Task prompt = Only the lines from the one containing "task: trace the outline of the woman standing" through the end of the data are wanted, reproduced exactly and without pictures.

Dataset entries
+ + +

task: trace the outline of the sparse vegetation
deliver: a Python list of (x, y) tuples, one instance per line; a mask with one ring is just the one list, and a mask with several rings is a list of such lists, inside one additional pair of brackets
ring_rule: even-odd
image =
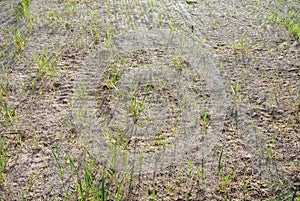
[(299, 8), (0, 2), (0, 200), (299, 201)]

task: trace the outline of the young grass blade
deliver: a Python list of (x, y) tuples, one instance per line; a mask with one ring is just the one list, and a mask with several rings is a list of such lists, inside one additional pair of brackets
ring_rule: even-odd
[(8, 107), (7, 107), (6, 101), (4, 101), (4, 110), (5, 110), (6, 116), (9, 118), (9, 121), (12, 122), (12, 121), (13, 121), (13, 115), (12, 115), (12, 113), (9, 111), (9, 109), (8, 109)]
[(218, 162), (218, 176), (220, 176), (220, 174), (222, 172), (222, 166), (221, 166), (222, 156), (223, 156), (223, 148), (221, 150), (219, 162)]
[(52, 148), (50, 148), (50, 149), (51, 149), (51, 153), (52, 153), (52, 156), (53, 156), (53, 158), (54, 158), (54, 160), (55, 160), (55, 163), (56, 163), (57, 167), (59, 168), (59, 170), (61, 170), (60, 163), (59, 163), (59, 161), (58, 161), (58, 158), (57, 158), (57, 156), (56, 156), (54, 150), (53, 150)]

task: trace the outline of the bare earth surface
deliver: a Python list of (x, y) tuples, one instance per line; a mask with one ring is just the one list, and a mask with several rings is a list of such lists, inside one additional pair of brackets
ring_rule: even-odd
[(28, 2), (0, 0), (0, 200), (300, 199), (299, 2)]

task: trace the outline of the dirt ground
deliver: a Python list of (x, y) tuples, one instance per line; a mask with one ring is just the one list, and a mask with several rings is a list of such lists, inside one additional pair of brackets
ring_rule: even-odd
[(299, 2), (24, 2), (0, 0), (0, 200), (300, 199)]

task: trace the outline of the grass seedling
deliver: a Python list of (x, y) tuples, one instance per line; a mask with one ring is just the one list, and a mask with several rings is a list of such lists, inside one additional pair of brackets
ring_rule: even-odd
[(70, 162), (71, 168), (77, 175), (77, 188), (76, 188), (75, 196), (76, 196), (76, 200), (80, 200), (80, 199), (78, 199), (78, 192), (79, 192), (79, 195), (81, 196), (81, 198), (83, 198), (83, 186), (82, 186), (81, 177), (80, 177), (81, 175), (80, 175), (79, 169), (75, 166), (73, 160), (70, 157), (69, 157), (69, 162)]
[(237, 54), (238, 52), (242, 54), (249, 52), (246, 38), (242, 38), (240, 43), (236, 40), (233, 42), (233, 54)]
[(42, 80), (44, 77), (52, 77), (56, 70), (56, 62), (49, 54), (48, 50), (44, 50), (44, 53), (37, 58), (37, 69)]
[(150, 6), (150, 9), (151, 9), (151, 12), (154, 12), (154, 10), (155, 10), (155, 2), (154, 2), (154, 0), (149, 0), (149, 6)]
[(247, 193), (249, 190), (249, 184), (250, 184), (251, 178), (248, 178), (244, 183), (243, 183), (243, 191), (244, 193)]
[(25, 47), (25, 36), (19, 29), (15, 29), (13, 32), (13, 42), (15, 45), (15, 52), (19, 53), (24, 50)]
[(114, 31), (112, 28), (109, 28), (108, 31), (106, 31), (104, 42), (105, 46), (107, 48), (111, 48), (113, 46), (113, 36), (114, 36)]
[(189, 159), (188, 164), (189, 164), (189, 170), (190, 170), (189, 175), (192, 176), (192, 173), (193, 173), (193, 170), (194, 170), (193, 161), (191, 159)]
[(205, 110), (205, 112), (203, 114), (203, 120), (202, 121), (203, 121), (202, 127), (203, 127), (203, 130), (204, 130), (204, 133), (206, 133), (207, 129), (209, 127), (209, 117), (208, 117), (208, 111), (207, 110)]
[(67, 2), (65, 7), (66, 7), (66, 13), (68, 16), (76, 14), (76, 8), (74, 5), (74, 2)]
[(235, 105), (235, 112), (237, 113), (238, 111), (238, 101), (239, 101), (239, 97), (238, 97), (238, 92), (239, 92), (240, 86), (238, 83), (235, 84), (235, 86), (231, 86), (231, 90), (232, 90), (232, 94), (233, 94), (233, 103)]
[(92, 26), (89, 29), (89, 32), (92, 36), (93, 46), (97, 45), (100, 41), (100, 34), (99, 34), (98, 29), (95, 26)]
[(0, 136), (0, 183), (5, 179), (5, 167), (7, 163), (8, 150), (5, 148), (5, 141)]
[(112, 141), (114, 145), (116, 145), (118, 148), (127, 149), (129, 139), (126, 137), (124, 131), (121, 129), (118, 129), (116, 131), (110, 131), (109, 133), (106, 134)]
[(222, 178), (222, 190), (225, 191), (226, 188), (231, 184), (232, 182), (232, 175), (226, 175), (225, 177)]
[(156, 199), (157, 199), (157, 190), (156, 190), (156, 186), (155, 186), (155, 184), (154, 184), (154, 186), (153, 186), (153, 190), (152, 190), (152, 201), (156, 201)]
[(143, 150), (139, 150), (139, 159), (138, 159), (138, 163), (140, 165), (140, 168), (142, 168), (143, 163), (144, 163), (144, 151)]
[[(298, 188), (298, 189), (296, 188), (296, 189), (294, 190), (291, 201), (296, 200), (296, 196), (297, 196), (297, 192), (298, 192), (298, 191), (299, 191), (299, 188)], [(298, 201), (300, 201), (300, 196), (298, 197)]]
[(237, 41), (235, 40), (233, 42), (233, 53), (236, 54), (238, 52), (239, 48), (238, 48), (238, 43)]
[(59, 169), (60, 171), (60, 178), (61, 178), (61, 181), (62, 183), (64, 184), (64, 175), (65, 175), (65, 169), (66, 169), (66, 166), (67, 166), (67, 160), (68, 160), (68, 157), (66, 158), (63, 166), (60, 164), (59, 160), (58, 160), (58, 153), (55, 153), (54, 150), (52, 148), (51, 149), (51, 153), (52, 153), (52, 156), (55, 160), (55, 164), (57, 166), (57, 168)]
[[(87, 151), (85, 147), (84, 149)], [(87, 154), (82, 171), (75, 166), (71, 157), (67, 157), (73, 173), (77, 176), (76, 200), (100, 200), (100, 187), (94, 183), (95, 161), (88, 151)]]
[(179, 107), (186, 112), (188, 107), (190, 106), (190, 97), (187, 92), (182, 92), (182, 100), (180, 100)]
[(156, 144), (158, 146), (158, 150), (161, 150), (163, 147), (166, 147), (166, 144), (167, 144), (167, 139), (166, 139), (166, 136), (163, 135), (163, 132), (162, 131), (159, 131), (156, 135)]
[(128, 108), (129, 112), (133, 116), (133, 119), (135, 122), (138, 120), (139, 114), (143, 111), (144, 109), (144, 100), (143, 101), (138, 101), (138, 98), (135, 96), (132, 96), (130, 98), (130, 106)]
[(147, 96), (149, 95), (149, 93), (151, 91), (153, 91), (153, 86), (151, 84), (149, 84), (149, 81), (147, 81), (144, 91), (145, 91), (145, 95), (144, 95), (144, 100), (145, 100), (147, 98)]
[(241, 51), (243, 54), (247, 54), (249, 52), (246, 38), (243, 38), (241, 41)]
[(184, 69), (186, 69), (188, 66), (187, 66), (187, 63), (184, 61), (184, 59), (178, 57), (178, 56), (175, 56), (173, 58), (173, 65), (175, 67), (176, 70), (179, 70), (180, 72), (182, 72)]
[(274, 147), (275, 147), (275, 137), (272, 138), (271, 145), (269, 146), (269, 149), (266, 154), (266, 157), (269, 161), (272, 161), (277, 157), (277, 153), (276, 151), (274, 151)]
[(110, 66), (109, 73), (105, 79), (108, 89), (116, 89), (120, 77), (120, 68), (118, 66)]
[(4, 108), (4, 111), (5, 111), (5, 116), (8, 118), (8, 120), (9, 120), (10, 123), (13, 123), (14, 120), (18, 119), (16, 111), (15, 110), (14, 111), (10, 111), (8, 109), (6, 101), (4, 101), (3, 108)]
[(29, 4), (31, 0), (22, 0), (15, 11), (15, 17), (17, 20), (24, 19), (29, 13)]
[(110, 176), (112, 176), (113, 178), (115, 178), (116, 177), (116, 172), (115, 172), (115, 170), (117, 169), (117, 156), (118, 156), (118, 152), (119, 151), (119, 149), (118, 149), (118, 145), (117, 145), (117, 143), (109, 143), (109, 153), (110, 153), (110, 157), (109, 156), (103, 156), (106, 160), (107, 160), (107, 162), (108, 162), (108, 164), (110, 165), (110, 170), (109, 170), (109, 173), (111, 173), (110, 174)]
[(278, 25), (283, 25), (287, 29), (288, 33), (300, 42), (300, 16), (298, 13), (299, 12), (296, 12), (293, 9), (289, 11), (288, 16), (281, 16), (277, 13), (272, 13), (268, 20), (270, 22), (277, 23)]
[(108, 15), (111, 15), (111, 5), (110, 5), (110, 0), (107, 0), (106, 1), (106, 3), (105, 3), (105, 10), (106, 10), (106, 13), (108, 14)]
[(35, 144), (35, 148), (38, 148), (39, 147), (39, 142), (41, 141), (41, 135), (35, 135), (35, 137), (34, 137), (34, 140), (33, 140), (33, 142), (34, 142), (34, 144)]
[(85, 161), (84, 166), (84, 182), (85, 182), (85, 193), (84, 200), (87, 200), (91, 195), (94, 197), (98, 197), (98, 188), (94, 184), (94, 176), (93, 171), (95, 169), (95, 162), (93, 158), (89, 157), (88, 160)]
[(30, 88), (31, 88), (32, 92), (35, 91), (35, 81), (34, 81), (34, 78), (31, 78), (31, 85), (30, 85)]
[[(115, 194), (115, 200), (117, 200), (117, 201), (122, 200), (121, 197), (120, 197), (120, 194), (121, 194), (121, 190), (123, 190), (123, 188), (124, 188), (124, 180), (125, 180), (126, 177), (127, 177), (127, 175), (125, 174), (123, 176), (122, 180), (120, 181), (120, 183), (118, 184), (117, 192)], [(105, 195), (104, 195), (104, 197), (105, 197)]]
[(25, 24), (26, 24), (26, 30), (28, 30), (29, 33), (32, 33), (35, 23), (36, 23), (36, 17), (33, 14), (28, 13), (25, 18)]
[(169, 21), (169, 27), (172, 31), (175, 31), (175, 25), (174, 25), (174, 22), (172, 19), (170, 19), (170, 21)]
[(2, 102), (3, 97), (6, 96), (7, 91), (8, 91), (7, 79), (0, 77), (0, 103)]

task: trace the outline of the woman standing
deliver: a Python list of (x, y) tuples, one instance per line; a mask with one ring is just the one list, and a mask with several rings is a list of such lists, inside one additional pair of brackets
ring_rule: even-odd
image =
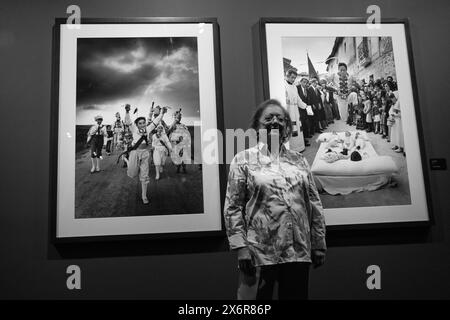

+ + +

Output below =
task: trace the outline of the woman standing
deliver: a Python list of (x, y) tuples, one instance per line; a mask with one ring is just the one list, and a mask with several rings is a list of such lists, inside one additional pair of brackets
ring_rule: even-odd
image =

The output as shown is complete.